* _Exercise instructions_
Present every line of the data below as a Markdown table with the columns "Row" and "Data line." Number each line in order and leave out any blank lines.

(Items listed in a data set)
□ □ □ □

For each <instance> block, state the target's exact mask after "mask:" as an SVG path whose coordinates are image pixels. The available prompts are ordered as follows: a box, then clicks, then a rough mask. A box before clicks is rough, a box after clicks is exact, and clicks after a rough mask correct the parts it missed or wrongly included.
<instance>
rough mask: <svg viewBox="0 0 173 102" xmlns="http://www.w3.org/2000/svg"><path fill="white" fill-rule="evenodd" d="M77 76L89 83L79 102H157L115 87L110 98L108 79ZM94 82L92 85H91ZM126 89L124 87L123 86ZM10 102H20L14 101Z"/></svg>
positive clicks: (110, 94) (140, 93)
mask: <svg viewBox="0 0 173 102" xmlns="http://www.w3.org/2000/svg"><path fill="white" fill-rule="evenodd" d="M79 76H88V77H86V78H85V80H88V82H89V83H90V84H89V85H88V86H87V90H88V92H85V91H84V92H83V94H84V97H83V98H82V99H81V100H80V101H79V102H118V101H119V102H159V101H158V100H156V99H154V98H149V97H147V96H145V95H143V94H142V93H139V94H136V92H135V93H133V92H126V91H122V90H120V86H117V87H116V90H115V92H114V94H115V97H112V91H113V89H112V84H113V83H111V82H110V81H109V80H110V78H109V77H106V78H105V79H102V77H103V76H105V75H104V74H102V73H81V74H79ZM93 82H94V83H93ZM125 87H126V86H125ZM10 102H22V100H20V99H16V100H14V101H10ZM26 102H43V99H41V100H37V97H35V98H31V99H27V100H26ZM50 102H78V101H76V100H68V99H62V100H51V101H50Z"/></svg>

□ □ □ □

* _Solution for this exercise_
| Row | Data line |
|---|---|
| 1 | For each <instance> block, state the target's exact mask after "mask:" as an SVG path whose coordinates are image pixels. The available prompts are ordered as follows: a box, then clicks, then a rough mask. A box before clicks is rough, a box after clicks is exact, and clicks after a rough mask correct the parts it missed or wrongly included. |
| 2 | <instance> |
| 3 | rough mask: <svg viewBox="0 0 173 102" xmlns="http://www.w3.org/2000/svg"><path fill="white" fill-rule="evenodd" d="M77 76L89 83L79 102H157L115 87L110 98L108 79ZM94 82L92 85H91ZM126 89L124 87L123 86ZM10 102H20L14 101Z"/></svg> |
| 4 | positive clicks: (110, 94) (140, 93) |
| 5 | mask: <svg viewBox="0 0 173 102" xmlns="http://www.w3.org/2000/svg"><path fill="white" fill-rule="evenodd" d="M79 76H88V77H86V78H85V80H88V82H89V83H90V84H89V85H88V86H87V90H88V92H85V91H84V92H83V94H84V97H83V98H82V99H81V100H80V101H79V102H118V101H119V102H159V101H158V100H156V99H154V98H149V97H147V96H145V95H143V94H142V93H139V94H136V92H135V93H133V92H126V91H122V90H120V86H117V87H116V90H115V92H114V94H115V97H112V91H113V89H112V84H113V83H111V82H110V81H109V80H110V78H109V77H106V78H105V79H102V77H103V76H105V75H104V74H102V73H81V74H79ZM93 82H94V83H93ZM125 87H126V86H125ZM10 102H22V100H20V99H16V100H14V101H10ZM26 102H43V99H41V100H37V97H35V98H31V99H27V100H26ZM50 102H78V101H76V100H68V99H62V100H51V101H50Z"/></svg> |